There are a lot of vintage movies in theaters this week – even though there’s only one festival. There are powerful religious films like The Passion of Joan of Arc, Andrei Rublev, and Bill Murray’s Groundhog Day. But if you’re not spiritual, there’s plenty of music and comedy.
Festivals & Series
- The SF Independent Film Festival opens Thursday
Movies that play over & over
- The Wizard of Oz, Castro, Friday, 7:00pm
-
Stop Making Sense, Lark
- Saturday, 9:00pm
- Thursday, 4:50pm
- Saturday, 9:00pm
Vintage films on the big screen
A+ The Passion of Joan of Arc (1928), Niles Essanay Silent Film Museum, Saturday, 7:30pm

One would assume that courtroom drama isn’t the best genre for silent films. And yet, by concentrating on faces and the emotions they display, Carl Theodor Dreyer’s The Passion of Joan of Arc surpasses all but a few cinematic dramas, silent or otherwise. Based on transcripts from the Saint’s 15th-century trial for heresy, Dreyer’s film is about people – not myths. Renée Jeanne Falconetti plays Joan as an illiterate, terrified, 19-year-old peasant girl in way over her head. Read my larger appreciation. Preceded by Mabel’s Busy Day and Run Girl Run. Bruce Loeb on piano.
A+ Floating Features: Groundhog Day, (1993), Friday, 6:00pm, Red and White Fleet, Board at Pier 43 ½; Buy tickets through the Roxie.

Spiritual, humane, and hilarious, Groundhog Day wraps its empathetic world view inside a slick, Hollywood comedy. Without explanation, the movie plunges its self-centered protagonist into a type of purgatory, living the same day over and over until he finds enlightenment. Bill Murray’s weatherman goes through stages of panic, giddiness, and despair before figuring out that life is about serving others. And yet not a frame of this movie feels preachy. Fast paced and brilliantly edited, it’s pure entertainment. For more on this great comedy, see my essay.
B+ McCabe & Mrs. Miller (1971), Roxie, Sunday, 8:00pm

Introduced by Marc Maron. Also 35mm! With all his great work, Robert Altman never made anything as brilliant as his rethinking of the western genre. The plot sounds like a western cliché: A lone rider with a rep as a gunfighter comes to town (Warren Beatty). He doesn’t act like a killer. He launches a peaceful business – a whorehouse. He knows nothing about the enterprise, and that’s where Julie Christie comes in. But when a big, criminal-run organization wants to take over his now-successful company, he makes a very bad choice. What makes the film a masterpiece is Vilmos Zsigmond’s golden cinematography, Leonard Cohen’s atmospheric music, and…well, just everything else about this film. Read my essay.
A I Am Not Your Negro (2016), Balboa, 7:30pm

Here is the African American experience, spoken by the words of James Baldwin, and read by Samuel L. Jackson. Director Raoul Peck provides visual context from old news footage, talk shows, and scenes shot for this powerful documentary. Every American should see I Am Not Your Negro; unfortunately, only those already sympathetic to its message will likely catch it. Read my full review.

◆ Goal ◆
Please print the movie roundup word for word, beginning at "One would assume" and stopping after "Loeb on piano.".

◆ Listed entries ◆
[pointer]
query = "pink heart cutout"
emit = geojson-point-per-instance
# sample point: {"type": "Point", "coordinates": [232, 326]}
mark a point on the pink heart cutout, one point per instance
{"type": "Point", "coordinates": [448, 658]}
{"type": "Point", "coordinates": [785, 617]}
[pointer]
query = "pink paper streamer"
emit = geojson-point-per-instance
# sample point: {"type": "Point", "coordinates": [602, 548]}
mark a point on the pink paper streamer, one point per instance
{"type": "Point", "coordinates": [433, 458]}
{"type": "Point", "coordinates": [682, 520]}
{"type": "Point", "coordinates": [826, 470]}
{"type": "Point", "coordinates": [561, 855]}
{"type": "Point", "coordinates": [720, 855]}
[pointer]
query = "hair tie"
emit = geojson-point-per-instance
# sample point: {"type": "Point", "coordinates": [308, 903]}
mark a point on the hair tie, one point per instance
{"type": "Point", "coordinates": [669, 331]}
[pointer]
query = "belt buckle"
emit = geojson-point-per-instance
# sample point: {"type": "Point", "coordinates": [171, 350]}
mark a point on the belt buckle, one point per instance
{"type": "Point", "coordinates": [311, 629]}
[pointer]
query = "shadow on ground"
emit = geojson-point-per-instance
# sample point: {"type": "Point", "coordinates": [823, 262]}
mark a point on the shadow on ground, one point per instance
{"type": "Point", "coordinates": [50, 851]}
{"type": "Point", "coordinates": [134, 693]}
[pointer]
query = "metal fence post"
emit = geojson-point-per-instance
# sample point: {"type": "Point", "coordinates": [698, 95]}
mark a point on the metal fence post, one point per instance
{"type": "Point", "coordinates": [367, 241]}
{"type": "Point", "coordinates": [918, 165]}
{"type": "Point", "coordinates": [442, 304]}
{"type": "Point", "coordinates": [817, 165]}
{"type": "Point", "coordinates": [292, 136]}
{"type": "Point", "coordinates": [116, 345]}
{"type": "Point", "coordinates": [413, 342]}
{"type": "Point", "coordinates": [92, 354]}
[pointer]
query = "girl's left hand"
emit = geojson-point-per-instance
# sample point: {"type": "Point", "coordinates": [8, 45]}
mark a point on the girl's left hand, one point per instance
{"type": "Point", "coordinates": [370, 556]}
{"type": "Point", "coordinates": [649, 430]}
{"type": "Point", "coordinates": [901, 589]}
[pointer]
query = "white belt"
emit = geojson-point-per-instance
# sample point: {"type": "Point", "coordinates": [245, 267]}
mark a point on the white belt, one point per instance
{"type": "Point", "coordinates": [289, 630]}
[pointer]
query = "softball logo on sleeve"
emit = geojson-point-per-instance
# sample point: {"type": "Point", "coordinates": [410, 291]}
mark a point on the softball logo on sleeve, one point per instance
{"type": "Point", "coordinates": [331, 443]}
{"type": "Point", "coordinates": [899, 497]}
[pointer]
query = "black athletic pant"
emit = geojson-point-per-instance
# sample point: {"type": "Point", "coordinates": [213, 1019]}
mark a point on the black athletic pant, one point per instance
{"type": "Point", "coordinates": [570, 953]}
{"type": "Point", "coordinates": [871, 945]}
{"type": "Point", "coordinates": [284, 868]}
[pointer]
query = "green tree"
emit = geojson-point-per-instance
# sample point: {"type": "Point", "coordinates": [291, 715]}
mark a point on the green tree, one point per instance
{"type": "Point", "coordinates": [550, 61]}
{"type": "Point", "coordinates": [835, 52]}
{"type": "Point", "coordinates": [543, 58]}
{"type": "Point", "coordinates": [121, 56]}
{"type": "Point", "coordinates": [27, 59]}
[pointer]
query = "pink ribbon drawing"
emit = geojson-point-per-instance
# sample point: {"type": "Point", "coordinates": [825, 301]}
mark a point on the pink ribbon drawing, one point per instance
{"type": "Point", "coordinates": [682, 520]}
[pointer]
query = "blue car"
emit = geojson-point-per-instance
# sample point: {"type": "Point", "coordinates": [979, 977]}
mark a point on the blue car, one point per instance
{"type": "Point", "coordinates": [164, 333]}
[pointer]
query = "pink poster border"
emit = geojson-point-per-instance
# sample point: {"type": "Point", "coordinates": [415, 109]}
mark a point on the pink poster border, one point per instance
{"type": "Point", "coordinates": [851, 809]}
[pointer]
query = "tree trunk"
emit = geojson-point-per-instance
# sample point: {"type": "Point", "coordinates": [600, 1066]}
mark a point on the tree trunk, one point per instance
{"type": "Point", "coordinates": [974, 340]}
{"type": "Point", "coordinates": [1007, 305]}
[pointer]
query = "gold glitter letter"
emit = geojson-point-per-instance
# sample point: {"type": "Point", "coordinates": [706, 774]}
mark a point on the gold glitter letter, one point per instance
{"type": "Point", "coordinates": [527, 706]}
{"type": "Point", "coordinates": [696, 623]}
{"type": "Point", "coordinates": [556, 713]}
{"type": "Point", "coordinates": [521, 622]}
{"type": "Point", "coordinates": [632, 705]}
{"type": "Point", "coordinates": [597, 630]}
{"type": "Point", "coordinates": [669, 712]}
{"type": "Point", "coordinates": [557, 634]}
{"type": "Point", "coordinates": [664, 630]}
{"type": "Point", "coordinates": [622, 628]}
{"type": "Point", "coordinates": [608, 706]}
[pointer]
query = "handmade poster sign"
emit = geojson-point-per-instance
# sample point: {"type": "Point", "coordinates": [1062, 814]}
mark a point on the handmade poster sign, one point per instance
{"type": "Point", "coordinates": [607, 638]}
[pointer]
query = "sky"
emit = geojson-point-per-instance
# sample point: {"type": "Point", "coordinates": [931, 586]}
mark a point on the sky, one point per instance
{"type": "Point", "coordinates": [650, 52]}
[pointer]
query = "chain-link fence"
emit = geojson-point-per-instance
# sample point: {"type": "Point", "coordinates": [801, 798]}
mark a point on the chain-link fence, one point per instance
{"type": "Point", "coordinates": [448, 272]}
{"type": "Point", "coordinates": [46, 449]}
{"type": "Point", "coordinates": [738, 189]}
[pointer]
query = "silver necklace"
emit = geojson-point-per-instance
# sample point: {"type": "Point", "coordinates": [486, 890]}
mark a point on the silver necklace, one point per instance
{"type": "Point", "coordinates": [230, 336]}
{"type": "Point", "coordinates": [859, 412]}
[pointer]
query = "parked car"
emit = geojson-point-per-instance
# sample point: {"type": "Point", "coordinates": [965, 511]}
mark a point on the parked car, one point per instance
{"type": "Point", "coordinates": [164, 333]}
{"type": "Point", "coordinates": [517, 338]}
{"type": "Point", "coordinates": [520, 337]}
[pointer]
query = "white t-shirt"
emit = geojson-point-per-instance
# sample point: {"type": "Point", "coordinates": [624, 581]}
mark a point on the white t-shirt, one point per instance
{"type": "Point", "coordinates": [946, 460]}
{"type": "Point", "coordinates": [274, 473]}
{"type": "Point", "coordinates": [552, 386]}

---

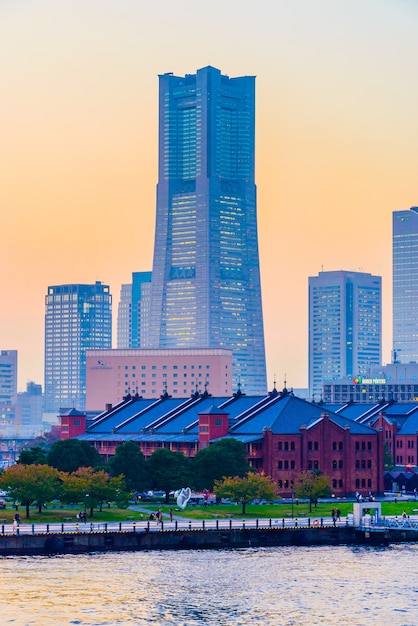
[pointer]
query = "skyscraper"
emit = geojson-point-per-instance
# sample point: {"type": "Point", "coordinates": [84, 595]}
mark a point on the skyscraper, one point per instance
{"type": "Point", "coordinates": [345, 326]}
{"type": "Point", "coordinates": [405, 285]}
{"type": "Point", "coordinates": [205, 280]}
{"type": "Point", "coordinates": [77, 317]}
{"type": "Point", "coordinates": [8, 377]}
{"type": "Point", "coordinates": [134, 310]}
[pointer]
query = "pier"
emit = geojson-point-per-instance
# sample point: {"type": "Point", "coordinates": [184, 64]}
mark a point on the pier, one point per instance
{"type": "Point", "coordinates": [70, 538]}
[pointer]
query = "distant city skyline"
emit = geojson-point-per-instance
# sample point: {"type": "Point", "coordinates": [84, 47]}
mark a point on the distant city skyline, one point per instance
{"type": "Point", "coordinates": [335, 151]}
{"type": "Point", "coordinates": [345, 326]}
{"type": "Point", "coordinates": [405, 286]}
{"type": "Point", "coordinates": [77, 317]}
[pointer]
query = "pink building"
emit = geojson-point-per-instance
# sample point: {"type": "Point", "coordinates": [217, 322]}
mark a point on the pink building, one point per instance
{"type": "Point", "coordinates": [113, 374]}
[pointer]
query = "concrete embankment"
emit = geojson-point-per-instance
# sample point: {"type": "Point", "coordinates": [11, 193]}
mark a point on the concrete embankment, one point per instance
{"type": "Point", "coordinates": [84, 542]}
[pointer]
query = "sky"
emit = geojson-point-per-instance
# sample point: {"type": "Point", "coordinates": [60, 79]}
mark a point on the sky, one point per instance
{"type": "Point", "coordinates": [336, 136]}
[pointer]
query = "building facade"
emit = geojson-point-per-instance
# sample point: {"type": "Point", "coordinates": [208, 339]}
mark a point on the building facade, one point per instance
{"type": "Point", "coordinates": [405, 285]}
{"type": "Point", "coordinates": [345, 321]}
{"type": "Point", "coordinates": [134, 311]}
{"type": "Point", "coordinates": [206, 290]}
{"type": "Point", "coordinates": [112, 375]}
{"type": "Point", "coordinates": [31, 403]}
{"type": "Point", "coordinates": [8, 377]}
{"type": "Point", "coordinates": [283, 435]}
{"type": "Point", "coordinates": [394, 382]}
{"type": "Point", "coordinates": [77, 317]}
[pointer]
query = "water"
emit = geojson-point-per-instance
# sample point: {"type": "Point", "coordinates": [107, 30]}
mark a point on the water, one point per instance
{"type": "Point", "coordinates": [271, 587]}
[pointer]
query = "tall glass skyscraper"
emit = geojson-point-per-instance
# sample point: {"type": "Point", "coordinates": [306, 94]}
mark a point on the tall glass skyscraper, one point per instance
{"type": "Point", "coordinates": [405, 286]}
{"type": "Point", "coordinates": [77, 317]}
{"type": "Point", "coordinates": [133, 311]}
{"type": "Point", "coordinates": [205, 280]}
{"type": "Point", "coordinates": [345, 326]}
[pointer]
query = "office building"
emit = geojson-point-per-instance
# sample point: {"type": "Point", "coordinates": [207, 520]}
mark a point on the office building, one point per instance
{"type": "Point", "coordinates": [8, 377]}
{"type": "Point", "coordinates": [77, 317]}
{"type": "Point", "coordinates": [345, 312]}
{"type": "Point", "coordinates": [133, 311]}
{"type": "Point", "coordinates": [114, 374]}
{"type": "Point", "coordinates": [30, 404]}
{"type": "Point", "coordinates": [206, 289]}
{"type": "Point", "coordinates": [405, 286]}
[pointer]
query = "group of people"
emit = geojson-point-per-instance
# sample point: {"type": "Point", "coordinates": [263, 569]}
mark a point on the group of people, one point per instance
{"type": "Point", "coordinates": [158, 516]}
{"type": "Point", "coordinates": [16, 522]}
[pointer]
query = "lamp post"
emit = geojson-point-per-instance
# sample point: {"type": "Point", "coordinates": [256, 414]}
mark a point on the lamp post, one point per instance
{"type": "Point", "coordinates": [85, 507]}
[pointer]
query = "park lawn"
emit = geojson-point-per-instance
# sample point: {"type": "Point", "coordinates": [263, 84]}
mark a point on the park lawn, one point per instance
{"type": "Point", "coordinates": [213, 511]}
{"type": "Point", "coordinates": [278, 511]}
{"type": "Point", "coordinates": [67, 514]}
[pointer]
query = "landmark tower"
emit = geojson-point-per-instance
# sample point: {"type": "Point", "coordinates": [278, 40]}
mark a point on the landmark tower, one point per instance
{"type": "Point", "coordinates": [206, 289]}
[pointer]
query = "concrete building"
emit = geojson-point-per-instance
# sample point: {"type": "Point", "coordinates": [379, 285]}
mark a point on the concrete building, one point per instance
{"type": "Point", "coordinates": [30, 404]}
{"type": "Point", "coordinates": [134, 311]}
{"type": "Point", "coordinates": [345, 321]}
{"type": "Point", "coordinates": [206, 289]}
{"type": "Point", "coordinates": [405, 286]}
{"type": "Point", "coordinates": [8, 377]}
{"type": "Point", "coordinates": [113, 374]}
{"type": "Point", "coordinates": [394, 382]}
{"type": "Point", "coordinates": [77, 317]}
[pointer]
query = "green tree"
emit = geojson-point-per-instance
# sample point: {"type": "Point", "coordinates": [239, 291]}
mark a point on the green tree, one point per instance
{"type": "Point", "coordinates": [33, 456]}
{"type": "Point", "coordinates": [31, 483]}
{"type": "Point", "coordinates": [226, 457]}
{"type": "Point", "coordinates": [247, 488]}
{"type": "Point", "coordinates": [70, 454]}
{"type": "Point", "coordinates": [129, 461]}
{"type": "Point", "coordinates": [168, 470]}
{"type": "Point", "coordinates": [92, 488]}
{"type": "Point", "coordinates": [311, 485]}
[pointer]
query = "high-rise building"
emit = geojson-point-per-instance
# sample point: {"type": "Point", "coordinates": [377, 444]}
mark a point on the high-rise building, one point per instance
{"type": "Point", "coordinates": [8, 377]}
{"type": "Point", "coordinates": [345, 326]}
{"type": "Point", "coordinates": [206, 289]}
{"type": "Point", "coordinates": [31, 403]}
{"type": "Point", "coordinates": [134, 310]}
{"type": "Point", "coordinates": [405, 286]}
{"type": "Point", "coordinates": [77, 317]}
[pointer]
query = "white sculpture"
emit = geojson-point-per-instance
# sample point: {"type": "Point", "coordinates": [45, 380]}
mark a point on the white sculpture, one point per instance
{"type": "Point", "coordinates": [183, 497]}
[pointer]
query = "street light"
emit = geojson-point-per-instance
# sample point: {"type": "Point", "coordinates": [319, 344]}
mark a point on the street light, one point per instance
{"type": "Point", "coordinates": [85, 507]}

==

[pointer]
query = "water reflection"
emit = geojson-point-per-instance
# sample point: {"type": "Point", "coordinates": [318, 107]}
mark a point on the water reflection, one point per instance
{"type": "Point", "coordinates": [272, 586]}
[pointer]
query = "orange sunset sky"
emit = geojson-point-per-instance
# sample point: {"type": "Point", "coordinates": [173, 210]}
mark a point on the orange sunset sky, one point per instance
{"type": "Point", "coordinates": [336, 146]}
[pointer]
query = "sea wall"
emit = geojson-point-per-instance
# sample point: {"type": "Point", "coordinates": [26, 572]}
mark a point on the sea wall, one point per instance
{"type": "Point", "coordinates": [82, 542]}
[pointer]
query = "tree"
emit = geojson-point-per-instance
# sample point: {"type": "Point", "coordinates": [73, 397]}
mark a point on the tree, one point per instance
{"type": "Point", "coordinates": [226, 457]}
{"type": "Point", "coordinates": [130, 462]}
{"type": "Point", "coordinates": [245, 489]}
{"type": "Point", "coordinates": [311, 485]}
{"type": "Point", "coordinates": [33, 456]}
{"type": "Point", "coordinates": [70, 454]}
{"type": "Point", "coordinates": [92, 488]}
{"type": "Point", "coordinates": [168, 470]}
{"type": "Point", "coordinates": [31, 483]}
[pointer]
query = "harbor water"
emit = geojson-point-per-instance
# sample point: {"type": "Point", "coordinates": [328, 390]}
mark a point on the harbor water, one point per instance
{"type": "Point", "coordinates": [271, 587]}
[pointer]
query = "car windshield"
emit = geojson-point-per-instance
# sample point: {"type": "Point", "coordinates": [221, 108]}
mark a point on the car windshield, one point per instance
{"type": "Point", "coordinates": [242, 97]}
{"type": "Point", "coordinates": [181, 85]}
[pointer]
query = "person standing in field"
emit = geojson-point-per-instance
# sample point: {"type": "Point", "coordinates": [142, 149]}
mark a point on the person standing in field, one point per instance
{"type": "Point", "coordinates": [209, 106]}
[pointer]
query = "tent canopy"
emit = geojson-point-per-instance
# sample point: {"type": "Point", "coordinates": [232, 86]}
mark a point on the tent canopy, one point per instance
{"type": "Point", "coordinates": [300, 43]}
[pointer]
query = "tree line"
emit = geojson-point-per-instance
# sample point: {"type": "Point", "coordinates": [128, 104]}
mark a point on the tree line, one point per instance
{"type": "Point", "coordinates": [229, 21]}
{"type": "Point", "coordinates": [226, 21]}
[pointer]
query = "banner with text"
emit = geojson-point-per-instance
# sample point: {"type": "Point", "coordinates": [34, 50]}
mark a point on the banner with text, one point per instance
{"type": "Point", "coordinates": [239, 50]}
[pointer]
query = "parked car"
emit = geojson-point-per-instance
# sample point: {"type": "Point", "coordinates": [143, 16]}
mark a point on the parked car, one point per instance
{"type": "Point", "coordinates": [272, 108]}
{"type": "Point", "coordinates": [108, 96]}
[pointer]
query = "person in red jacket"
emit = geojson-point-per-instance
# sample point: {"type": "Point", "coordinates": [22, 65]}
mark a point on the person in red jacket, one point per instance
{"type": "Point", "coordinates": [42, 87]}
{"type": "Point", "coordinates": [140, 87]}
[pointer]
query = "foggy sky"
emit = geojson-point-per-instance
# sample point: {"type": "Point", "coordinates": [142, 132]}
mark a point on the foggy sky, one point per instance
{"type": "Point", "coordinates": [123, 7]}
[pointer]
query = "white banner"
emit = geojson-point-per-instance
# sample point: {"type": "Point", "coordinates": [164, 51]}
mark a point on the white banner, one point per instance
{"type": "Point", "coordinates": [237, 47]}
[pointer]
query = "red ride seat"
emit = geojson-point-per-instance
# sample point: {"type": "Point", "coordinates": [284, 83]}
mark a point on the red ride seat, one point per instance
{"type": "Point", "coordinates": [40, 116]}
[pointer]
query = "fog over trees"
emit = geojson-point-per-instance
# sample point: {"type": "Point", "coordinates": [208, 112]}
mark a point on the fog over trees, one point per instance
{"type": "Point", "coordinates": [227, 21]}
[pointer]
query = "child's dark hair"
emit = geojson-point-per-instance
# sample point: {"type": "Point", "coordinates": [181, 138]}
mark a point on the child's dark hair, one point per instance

◆ Solution for this exercise ◆
One would assume that courtroom drama isn’t the best genre for silent films. And yet, by concentrating on faces and the emotions they display, Carl Theodor Dreyer’s The Passion of Joan of Arc surpasses all but a few cinematic dramas, silent or otherwise. Based on transcripts from the Saint’s 15th-century trial for heresy, Dreyer’s film is about people – not myths. Renée Jeanne Falconetti plays Joan as an illiterate, terrified, 19-year-old peasant girl in way over her head. Read my larger appreciation. Preceded by Mabel’s Busy Day and Run Girl Run. Bruce Loeb on piano.